Reproduce every line of the listing below verbatim, leaving out the pictures.

--- Material supplied ---
**********

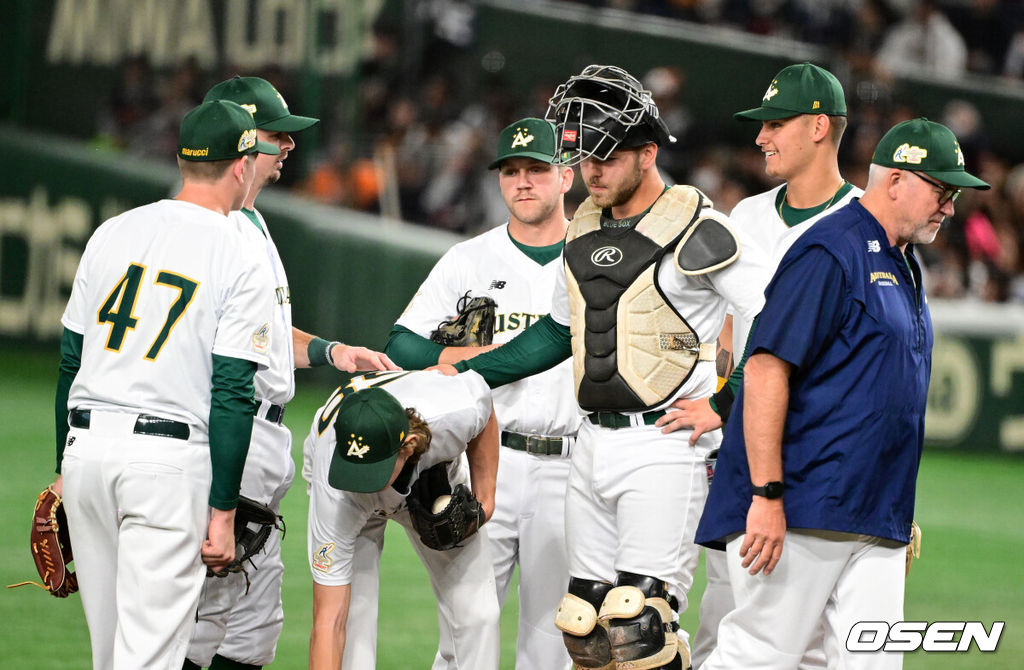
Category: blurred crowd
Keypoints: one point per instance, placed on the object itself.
(414, 139)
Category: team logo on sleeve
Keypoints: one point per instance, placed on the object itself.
(521, 138)
(322, 559)
(261, 339)
(247, 140)
(906, 154)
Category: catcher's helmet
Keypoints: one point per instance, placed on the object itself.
(602, 109)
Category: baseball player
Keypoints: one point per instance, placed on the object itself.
(169, 318)
(515, 264)
(803, 116)
(814, 498)
(241, 617)
(369, 446)
(647, 274)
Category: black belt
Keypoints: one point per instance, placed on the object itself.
(145, 424)
(616, 420)
(273, 414)
(532, 444)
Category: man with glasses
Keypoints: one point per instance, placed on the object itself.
(814, 488)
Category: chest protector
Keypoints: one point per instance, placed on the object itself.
(631, 349)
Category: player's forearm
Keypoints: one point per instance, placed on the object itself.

**********

--- Solution to this task ---
Category: blurred crowd
Keypoints: one point per instance, placed on the object itself.
(414, 139)
Category: team logo on sleeve
Keypoints: one point per instance, placed on the object itself.
(521, 138)
(322, 559)
(261, 339)
(247, 140)
(906, 154)
Category: catcher's helmet
Keypoints: one point per instance, placed on the object itself.
(602, 109)
Category: baseball player
Keypoints: one point per instance, placed on the object itself.
(169, 318)
(515, 264)
(803, 116)
(814, 498)
(241, 617)
(369, 446)
(647, 274)
Category: black belt
Keypoints: one point per instance, placed on the object itself.
(145, 424)
(616, 420)
(273, 414)
(532, 444)
Category: man with glasses
Keypoints: one point per instance, placed on the object itself.
(814, 488)
Category: chest protector
Keypoints: one point per instance, placed on the object itself.
(631, 349)
Category: player's forearm
Keypoints: one point per instance, placed on the object itself.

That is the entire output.